-- START OF Listed records --

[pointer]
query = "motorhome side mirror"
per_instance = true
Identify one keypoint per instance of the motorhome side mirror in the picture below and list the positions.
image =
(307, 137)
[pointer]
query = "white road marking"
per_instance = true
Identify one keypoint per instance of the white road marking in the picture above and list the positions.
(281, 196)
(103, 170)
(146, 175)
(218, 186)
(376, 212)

-- END OF Listed records --
-- START OF Listed records --

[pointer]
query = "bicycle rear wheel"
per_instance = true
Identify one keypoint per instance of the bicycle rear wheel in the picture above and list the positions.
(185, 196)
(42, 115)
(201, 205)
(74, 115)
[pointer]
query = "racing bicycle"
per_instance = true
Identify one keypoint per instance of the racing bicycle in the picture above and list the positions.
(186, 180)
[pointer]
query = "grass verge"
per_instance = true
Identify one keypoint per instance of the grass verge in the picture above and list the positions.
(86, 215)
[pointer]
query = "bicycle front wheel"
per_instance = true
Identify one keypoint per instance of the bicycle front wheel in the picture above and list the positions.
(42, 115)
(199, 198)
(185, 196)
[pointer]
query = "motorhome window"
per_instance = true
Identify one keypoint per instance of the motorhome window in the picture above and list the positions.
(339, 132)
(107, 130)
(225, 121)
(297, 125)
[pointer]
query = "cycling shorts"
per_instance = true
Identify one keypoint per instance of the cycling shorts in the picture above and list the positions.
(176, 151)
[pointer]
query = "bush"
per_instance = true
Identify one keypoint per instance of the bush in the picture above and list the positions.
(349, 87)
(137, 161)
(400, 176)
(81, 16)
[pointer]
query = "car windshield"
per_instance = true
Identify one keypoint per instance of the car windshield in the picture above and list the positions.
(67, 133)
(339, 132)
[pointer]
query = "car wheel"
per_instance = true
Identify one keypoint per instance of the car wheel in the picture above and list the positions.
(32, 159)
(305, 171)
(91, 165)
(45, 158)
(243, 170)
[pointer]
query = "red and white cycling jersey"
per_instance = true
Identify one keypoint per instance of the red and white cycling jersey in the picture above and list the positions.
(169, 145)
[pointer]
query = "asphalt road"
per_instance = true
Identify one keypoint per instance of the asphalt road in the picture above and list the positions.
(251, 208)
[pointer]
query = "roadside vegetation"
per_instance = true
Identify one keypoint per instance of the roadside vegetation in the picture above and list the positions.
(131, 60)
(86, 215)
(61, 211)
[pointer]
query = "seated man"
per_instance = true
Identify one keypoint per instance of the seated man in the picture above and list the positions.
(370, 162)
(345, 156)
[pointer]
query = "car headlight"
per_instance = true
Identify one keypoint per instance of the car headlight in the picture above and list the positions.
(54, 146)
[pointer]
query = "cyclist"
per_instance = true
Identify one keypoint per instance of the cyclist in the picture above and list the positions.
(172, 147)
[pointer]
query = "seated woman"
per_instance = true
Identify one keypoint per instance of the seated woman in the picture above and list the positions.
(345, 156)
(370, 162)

-- END OF Listed records --

_Prompt_. State how many lines in the items above contain the word "headlight". Reply with the number alone.

_Solution to this exercise_. 2